| The exercise |
Show each line in the listing below that contains the string "altar".

BEGIN Extracted records

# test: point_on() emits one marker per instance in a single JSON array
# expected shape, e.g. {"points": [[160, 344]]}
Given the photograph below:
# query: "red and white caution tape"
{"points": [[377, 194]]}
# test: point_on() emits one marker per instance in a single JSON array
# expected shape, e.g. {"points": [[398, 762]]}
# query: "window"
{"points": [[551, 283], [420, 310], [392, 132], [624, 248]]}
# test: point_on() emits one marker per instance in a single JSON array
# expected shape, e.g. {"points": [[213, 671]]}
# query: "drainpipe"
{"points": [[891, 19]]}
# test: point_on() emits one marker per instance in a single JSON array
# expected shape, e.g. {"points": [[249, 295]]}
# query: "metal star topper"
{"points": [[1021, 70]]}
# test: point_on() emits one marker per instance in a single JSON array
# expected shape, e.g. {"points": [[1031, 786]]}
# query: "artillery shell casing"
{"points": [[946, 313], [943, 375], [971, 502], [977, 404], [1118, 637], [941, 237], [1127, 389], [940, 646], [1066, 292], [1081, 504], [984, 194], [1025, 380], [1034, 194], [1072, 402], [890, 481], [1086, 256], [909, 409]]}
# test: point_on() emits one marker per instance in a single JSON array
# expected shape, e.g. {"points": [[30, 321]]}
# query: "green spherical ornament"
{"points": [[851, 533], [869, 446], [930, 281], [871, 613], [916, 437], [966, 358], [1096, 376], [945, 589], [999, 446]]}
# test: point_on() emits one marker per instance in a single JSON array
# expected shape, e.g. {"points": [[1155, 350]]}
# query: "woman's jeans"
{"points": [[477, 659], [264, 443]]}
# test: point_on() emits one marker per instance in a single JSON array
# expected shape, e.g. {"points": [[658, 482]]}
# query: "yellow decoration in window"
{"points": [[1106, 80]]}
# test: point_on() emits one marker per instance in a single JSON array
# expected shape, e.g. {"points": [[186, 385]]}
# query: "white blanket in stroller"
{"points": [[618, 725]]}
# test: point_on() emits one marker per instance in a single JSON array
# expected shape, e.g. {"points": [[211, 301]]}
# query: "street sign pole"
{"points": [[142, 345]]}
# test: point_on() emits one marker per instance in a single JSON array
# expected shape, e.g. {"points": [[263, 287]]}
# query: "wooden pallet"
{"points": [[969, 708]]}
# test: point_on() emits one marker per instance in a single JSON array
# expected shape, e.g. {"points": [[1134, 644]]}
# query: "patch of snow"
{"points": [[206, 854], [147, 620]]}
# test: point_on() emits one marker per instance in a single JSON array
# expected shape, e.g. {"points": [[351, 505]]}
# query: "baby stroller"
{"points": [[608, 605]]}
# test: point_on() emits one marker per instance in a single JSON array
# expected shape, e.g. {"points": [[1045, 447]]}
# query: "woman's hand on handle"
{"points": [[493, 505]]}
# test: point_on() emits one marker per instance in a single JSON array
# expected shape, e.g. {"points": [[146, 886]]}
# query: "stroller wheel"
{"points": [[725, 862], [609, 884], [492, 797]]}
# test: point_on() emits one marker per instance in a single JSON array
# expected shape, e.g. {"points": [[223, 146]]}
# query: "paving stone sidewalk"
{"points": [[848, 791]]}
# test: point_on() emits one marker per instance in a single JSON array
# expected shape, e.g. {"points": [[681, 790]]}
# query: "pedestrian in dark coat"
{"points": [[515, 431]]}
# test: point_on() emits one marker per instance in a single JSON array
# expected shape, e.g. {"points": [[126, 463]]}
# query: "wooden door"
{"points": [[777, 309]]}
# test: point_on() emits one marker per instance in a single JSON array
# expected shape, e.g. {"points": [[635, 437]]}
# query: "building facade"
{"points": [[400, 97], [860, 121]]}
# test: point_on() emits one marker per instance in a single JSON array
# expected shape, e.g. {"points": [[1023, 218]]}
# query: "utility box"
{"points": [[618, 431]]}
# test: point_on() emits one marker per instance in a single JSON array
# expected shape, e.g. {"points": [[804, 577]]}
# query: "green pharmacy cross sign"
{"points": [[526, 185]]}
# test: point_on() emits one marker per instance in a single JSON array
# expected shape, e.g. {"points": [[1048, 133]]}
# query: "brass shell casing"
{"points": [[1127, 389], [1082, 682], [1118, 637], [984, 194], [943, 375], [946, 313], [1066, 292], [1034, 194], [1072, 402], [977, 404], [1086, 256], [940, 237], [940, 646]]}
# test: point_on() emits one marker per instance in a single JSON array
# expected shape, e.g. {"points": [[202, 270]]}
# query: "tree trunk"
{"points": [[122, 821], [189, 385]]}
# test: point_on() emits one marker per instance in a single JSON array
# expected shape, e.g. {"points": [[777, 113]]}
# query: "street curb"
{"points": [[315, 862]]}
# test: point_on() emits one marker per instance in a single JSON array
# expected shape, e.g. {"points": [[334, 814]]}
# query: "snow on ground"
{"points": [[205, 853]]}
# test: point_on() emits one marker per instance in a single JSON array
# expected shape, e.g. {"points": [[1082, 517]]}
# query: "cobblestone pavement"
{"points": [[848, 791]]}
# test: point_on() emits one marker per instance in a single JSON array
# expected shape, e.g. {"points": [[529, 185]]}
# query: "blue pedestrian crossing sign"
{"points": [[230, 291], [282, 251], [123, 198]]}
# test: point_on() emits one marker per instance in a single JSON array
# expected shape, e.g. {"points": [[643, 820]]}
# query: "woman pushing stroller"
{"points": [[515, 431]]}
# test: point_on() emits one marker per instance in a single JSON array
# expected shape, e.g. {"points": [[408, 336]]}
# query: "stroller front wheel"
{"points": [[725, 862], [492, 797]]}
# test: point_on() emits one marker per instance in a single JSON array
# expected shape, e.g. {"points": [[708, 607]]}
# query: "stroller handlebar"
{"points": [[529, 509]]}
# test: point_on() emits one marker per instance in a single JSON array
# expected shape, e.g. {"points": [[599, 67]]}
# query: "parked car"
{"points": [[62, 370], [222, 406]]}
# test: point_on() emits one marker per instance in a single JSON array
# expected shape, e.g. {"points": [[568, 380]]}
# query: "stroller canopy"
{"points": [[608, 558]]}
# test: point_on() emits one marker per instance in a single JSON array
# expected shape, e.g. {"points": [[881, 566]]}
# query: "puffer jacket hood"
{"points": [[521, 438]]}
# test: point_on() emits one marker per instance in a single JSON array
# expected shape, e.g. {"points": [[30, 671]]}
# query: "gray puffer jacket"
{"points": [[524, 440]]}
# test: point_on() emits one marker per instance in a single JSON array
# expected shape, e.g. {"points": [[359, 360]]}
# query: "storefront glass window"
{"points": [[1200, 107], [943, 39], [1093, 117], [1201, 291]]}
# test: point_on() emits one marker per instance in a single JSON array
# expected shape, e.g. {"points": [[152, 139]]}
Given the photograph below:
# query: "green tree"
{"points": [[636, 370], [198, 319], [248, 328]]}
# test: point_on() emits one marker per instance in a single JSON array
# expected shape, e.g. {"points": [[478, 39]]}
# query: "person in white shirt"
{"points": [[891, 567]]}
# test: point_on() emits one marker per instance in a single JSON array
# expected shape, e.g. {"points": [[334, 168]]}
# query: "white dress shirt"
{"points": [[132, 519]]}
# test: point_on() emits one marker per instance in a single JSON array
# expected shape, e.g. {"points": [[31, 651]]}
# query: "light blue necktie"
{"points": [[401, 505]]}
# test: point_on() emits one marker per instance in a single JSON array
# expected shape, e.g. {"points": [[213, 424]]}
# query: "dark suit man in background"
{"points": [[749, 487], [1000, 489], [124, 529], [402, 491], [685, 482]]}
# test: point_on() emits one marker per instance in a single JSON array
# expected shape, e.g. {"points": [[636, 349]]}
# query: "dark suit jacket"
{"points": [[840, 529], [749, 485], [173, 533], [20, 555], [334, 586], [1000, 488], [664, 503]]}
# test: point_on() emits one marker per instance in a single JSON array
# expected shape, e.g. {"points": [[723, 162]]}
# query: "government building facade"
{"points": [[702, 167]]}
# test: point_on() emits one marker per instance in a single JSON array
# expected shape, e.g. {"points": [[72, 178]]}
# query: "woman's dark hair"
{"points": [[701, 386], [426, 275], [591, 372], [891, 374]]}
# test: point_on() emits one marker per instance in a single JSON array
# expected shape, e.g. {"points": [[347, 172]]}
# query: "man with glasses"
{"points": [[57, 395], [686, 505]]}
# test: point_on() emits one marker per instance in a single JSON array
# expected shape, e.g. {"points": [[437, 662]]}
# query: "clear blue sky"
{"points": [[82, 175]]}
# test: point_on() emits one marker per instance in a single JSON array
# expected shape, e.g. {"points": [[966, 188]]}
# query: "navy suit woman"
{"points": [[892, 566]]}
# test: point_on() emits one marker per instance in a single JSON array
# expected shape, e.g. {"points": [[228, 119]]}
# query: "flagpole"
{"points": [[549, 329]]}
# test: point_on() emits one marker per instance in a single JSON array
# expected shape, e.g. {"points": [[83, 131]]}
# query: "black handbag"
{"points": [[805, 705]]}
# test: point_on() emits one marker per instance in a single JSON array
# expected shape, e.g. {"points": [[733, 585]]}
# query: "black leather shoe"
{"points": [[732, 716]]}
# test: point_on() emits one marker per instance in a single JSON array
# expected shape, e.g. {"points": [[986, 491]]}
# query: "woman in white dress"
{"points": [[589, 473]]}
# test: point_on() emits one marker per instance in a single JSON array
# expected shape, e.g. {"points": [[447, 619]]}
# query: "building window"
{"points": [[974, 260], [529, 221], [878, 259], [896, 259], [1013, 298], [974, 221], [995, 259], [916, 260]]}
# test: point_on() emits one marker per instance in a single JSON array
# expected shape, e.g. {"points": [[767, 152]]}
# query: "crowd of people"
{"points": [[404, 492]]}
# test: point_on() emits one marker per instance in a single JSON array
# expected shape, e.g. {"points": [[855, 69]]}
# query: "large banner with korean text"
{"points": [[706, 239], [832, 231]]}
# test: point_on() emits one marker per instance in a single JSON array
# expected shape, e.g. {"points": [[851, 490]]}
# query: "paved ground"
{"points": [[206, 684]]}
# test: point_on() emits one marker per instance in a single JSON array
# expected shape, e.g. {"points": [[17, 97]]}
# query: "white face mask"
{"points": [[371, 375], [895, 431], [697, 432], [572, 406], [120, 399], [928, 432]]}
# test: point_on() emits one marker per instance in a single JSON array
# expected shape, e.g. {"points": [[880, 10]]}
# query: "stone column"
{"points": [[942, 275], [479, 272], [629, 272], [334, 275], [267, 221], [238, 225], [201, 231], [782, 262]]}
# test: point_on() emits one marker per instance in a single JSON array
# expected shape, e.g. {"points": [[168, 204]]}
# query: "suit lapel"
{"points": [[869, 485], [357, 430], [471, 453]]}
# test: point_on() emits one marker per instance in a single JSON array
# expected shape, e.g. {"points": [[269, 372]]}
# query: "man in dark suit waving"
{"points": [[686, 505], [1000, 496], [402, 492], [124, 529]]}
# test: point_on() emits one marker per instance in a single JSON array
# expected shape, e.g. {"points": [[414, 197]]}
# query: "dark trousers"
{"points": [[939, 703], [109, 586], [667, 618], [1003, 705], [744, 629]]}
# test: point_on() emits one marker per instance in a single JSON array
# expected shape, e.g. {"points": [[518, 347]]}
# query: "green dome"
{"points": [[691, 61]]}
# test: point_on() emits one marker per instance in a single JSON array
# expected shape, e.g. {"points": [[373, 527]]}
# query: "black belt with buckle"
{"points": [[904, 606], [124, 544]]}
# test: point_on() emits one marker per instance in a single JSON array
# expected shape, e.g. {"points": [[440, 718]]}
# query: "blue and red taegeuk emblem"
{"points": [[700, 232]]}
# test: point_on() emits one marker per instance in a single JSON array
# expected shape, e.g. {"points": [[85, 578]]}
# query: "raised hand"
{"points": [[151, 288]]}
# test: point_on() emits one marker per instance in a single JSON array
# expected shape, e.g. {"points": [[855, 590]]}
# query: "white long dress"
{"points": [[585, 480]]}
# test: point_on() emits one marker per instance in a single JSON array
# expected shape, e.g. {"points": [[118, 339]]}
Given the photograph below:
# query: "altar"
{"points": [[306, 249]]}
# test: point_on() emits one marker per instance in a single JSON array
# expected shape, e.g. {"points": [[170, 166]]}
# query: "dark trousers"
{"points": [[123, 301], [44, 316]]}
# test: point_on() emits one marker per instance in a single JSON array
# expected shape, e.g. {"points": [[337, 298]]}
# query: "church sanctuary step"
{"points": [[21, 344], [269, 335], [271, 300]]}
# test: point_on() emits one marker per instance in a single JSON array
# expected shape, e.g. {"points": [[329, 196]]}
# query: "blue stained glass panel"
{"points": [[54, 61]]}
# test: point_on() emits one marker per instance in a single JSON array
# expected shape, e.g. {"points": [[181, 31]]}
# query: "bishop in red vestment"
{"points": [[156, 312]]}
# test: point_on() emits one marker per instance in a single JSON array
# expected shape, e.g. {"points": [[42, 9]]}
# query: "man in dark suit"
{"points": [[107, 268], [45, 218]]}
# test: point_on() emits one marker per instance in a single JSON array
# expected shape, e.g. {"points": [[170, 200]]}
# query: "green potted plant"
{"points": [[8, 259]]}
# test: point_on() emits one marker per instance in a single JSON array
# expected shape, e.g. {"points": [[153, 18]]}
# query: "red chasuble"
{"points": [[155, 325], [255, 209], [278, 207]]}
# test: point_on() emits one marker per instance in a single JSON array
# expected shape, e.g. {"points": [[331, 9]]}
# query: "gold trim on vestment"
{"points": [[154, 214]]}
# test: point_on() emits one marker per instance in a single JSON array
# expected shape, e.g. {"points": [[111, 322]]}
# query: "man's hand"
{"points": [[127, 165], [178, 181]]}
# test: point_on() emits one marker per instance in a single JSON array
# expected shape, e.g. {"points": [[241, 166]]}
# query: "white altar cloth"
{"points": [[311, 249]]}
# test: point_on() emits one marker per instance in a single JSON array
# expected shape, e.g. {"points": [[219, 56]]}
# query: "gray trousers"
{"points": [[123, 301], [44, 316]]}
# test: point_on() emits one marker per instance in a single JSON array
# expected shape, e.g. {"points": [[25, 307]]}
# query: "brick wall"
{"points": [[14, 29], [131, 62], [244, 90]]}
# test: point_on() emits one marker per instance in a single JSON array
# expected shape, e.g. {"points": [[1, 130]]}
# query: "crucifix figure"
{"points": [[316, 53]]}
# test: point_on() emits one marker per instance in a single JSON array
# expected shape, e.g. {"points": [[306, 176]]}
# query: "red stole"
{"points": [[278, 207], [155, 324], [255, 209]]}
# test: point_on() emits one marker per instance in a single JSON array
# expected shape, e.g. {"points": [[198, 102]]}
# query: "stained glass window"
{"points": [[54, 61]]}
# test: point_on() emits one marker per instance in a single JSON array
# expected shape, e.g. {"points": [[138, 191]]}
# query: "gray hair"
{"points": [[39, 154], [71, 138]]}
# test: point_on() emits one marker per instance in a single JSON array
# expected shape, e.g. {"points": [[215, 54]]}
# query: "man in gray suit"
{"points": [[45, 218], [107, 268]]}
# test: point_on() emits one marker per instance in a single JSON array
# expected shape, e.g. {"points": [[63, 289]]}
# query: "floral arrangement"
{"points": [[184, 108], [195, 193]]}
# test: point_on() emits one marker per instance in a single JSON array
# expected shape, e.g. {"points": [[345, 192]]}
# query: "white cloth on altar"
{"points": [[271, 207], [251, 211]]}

END Extracted records

| Answer to this problem |
# query: "altar"
# query: "white altar cloth"
# query: "white cloth on altar"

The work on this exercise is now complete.